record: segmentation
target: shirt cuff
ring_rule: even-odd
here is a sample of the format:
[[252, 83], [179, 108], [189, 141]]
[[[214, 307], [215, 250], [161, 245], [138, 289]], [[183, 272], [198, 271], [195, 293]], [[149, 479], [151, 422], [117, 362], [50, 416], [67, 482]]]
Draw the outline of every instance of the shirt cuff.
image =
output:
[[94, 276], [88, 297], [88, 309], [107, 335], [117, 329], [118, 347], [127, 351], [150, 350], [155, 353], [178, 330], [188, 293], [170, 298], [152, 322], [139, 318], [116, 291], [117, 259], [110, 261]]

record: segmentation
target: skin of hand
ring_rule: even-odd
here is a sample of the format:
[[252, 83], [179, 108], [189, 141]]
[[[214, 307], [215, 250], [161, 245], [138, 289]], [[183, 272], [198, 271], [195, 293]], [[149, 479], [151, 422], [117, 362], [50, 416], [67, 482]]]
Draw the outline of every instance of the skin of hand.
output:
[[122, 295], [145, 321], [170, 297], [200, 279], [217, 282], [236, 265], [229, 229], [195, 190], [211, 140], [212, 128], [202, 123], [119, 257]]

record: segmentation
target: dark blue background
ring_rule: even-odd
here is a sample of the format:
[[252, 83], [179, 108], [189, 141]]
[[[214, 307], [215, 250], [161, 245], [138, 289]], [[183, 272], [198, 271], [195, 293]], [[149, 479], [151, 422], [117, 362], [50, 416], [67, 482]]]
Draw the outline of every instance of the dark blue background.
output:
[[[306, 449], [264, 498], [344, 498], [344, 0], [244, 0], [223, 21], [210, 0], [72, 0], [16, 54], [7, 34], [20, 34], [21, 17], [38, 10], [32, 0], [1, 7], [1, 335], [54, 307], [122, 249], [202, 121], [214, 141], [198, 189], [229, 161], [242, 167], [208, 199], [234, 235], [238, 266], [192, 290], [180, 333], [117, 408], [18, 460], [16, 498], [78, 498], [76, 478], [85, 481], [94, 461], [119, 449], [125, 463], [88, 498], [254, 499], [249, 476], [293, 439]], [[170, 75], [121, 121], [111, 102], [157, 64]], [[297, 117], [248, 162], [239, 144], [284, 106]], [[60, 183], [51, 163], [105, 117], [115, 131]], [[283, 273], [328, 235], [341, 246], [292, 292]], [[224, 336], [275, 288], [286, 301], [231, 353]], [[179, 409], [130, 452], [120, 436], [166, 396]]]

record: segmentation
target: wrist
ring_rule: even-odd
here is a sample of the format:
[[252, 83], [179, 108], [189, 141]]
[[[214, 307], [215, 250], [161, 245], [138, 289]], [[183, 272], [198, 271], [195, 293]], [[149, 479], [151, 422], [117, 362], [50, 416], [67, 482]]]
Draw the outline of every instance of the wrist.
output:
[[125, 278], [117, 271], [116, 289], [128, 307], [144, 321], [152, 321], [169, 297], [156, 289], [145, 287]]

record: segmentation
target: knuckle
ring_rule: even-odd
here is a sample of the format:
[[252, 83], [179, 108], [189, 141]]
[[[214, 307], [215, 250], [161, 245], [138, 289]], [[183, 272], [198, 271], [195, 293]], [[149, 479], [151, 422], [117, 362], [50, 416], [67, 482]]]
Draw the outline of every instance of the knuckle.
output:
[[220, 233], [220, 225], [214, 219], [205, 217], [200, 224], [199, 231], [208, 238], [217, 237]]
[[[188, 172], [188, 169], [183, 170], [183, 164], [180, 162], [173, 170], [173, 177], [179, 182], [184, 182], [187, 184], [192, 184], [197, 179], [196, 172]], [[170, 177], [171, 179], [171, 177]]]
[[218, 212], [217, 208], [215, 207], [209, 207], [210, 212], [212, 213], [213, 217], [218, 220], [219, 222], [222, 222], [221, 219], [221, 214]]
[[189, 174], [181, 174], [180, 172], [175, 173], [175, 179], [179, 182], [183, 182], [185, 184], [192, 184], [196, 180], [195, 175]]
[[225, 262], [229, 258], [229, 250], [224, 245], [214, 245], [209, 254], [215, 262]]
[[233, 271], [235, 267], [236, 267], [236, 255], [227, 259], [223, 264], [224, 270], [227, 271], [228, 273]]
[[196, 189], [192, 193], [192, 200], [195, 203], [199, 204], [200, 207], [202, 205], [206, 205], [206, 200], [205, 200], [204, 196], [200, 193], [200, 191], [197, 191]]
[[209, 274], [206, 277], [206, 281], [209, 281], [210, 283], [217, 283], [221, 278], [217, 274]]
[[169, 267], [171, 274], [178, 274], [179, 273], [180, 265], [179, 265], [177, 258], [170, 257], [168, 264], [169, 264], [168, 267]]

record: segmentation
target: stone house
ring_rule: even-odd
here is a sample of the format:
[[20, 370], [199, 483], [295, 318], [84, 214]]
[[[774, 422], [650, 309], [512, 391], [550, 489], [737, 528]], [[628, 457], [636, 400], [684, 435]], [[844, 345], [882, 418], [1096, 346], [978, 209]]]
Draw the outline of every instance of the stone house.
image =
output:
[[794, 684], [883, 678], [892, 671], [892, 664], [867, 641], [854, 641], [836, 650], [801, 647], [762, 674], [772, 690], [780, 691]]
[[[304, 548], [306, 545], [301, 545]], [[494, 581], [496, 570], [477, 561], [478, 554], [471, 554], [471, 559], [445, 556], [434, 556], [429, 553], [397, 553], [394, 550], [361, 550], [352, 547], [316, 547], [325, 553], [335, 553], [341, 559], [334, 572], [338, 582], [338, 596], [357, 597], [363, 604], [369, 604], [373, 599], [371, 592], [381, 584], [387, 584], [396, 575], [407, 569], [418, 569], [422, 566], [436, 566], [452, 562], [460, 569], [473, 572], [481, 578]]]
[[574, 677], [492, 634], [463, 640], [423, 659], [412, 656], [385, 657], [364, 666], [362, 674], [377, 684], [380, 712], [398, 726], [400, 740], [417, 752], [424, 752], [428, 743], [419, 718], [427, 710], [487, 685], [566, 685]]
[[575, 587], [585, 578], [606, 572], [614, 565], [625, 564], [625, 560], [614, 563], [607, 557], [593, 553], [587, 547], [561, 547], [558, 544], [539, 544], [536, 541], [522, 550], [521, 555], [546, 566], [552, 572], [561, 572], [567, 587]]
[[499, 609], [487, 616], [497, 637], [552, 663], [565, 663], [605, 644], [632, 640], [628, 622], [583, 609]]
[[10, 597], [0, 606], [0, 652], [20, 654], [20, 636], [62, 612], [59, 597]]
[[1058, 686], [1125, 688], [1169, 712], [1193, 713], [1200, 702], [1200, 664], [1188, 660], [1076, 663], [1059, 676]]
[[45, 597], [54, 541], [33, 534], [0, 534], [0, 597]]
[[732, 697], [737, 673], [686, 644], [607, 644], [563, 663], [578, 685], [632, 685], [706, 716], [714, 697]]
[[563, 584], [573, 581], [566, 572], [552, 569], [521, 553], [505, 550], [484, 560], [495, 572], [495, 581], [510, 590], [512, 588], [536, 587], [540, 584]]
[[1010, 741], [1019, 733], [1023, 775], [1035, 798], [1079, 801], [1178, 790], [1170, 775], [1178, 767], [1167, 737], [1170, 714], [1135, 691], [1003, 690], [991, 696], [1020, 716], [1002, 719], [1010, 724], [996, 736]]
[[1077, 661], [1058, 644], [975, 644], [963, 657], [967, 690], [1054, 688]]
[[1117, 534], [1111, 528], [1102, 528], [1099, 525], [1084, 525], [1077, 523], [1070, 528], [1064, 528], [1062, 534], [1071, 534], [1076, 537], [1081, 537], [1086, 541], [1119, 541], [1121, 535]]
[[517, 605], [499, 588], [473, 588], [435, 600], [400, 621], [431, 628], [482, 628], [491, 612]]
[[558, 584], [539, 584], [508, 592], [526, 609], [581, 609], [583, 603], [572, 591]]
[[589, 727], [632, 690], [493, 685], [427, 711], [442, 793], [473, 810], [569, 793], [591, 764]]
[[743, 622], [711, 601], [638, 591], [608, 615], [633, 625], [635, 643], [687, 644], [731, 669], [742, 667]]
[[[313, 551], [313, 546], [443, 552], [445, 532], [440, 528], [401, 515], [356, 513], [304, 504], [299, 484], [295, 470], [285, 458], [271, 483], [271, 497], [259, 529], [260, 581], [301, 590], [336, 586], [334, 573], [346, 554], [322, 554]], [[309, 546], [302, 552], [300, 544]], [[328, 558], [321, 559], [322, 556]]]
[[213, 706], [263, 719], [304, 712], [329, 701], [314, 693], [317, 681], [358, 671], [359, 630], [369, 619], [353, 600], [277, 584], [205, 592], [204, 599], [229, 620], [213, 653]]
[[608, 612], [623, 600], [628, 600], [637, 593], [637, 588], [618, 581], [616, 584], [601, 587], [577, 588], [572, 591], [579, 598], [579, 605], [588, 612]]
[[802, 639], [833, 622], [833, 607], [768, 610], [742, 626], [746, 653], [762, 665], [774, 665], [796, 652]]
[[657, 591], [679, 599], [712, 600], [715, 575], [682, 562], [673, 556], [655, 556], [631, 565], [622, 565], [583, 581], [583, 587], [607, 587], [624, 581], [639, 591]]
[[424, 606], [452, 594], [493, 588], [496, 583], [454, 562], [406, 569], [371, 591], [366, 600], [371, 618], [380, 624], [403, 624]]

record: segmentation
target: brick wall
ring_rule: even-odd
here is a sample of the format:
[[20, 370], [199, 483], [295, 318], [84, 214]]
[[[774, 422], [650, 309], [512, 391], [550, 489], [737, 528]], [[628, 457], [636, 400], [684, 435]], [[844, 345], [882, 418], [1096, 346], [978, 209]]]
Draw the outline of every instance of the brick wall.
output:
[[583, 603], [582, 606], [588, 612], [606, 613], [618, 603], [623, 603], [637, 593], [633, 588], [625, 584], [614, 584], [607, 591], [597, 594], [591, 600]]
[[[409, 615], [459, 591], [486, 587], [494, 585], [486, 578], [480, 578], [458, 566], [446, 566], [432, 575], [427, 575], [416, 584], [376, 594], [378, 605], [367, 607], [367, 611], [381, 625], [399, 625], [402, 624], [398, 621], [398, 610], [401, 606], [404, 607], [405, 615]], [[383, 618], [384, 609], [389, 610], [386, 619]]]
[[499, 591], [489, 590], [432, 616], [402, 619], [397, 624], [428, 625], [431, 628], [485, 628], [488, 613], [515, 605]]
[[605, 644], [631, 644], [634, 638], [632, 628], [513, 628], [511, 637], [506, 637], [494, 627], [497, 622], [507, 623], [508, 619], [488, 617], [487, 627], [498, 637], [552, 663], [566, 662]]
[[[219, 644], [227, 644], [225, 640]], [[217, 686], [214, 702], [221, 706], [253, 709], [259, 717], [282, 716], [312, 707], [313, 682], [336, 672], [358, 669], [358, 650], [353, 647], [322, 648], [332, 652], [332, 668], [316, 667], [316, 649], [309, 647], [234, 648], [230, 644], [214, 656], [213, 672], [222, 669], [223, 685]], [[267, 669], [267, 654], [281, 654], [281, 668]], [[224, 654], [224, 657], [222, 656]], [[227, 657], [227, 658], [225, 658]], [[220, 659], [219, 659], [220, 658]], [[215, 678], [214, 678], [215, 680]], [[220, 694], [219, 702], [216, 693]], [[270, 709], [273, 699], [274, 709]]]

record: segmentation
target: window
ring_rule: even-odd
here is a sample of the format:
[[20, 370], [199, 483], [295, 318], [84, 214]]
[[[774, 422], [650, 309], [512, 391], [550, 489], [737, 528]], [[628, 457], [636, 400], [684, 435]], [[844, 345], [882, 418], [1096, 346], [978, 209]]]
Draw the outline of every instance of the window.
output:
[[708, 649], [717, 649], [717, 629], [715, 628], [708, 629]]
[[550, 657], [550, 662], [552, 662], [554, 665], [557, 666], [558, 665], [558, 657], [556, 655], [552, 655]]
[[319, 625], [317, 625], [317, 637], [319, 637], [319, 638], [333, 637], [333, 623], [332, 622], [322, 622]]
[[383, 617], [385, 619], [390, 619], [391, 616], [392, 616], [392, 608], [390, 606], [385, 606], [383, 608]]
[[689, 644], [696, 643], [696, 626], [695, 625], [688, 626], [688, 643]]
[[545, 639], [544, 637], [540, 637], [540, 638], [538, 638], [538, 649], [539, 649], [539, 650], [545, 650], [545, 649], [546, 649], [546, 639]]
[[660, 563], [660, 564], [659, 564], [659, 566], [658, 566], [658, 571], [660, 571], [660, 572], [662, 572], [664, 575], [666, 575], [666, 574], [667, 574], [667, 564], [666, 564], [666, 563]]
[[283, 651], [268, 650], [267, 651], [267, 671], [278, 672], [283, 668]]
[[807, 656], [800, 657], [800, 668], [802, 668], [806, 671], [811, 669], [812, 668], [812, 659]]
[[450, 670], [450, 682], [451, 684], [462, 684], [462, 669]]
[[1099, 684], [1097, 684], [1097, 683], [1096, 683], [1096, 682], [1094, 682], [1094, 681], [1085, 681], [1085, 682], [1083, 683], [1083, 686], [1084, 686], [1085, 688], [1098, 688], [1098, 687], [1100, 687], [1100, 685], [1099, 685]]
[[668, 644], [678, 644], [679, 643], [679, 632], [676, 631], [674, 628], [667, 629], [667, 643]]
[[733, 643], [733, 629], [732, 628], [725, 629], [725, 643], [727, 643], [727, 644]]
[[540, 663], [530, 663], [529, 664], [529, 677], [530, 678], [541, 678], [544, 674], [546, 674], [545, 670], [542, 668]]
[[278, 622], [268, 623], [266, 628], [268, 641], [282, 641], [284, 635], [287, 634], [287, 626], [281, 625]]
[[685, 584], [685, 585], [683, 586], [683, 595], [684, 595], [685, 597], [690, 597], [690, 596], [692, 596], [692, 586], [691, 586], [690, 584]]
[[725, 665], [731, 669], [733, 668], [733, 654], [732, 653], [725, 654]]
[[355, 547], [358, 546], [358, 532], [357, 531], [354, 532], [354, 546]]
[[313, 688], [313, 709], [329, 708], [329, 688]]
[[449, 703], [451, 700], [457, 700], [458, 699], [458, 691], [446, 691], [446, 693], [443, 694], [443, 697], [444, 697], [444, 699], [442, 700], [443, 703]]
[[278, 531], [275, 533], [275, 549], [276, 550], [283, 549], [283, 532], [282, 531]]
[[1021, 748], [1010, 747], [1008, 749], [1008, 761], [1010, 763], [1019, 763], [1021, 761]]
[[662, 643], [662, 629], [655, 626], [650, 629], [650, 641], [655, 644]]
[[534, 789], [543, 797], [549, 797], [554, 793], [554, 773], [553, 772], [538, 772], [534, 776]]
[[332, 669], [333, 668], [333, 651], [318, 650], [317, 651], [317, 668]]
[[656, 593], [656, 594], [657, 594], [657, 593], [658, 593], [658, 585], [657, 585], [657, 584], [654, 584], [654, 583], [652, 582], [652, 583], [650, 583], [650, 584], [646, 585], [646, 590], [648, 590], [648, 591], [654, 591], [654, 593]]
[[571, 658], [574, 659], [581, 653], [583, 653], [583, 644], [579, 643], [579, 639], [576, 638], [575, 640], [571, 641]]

+ + +

Look through the records and gather every line containing "wall".

target: brick wall
Draw the outline of every instance of the brick wall.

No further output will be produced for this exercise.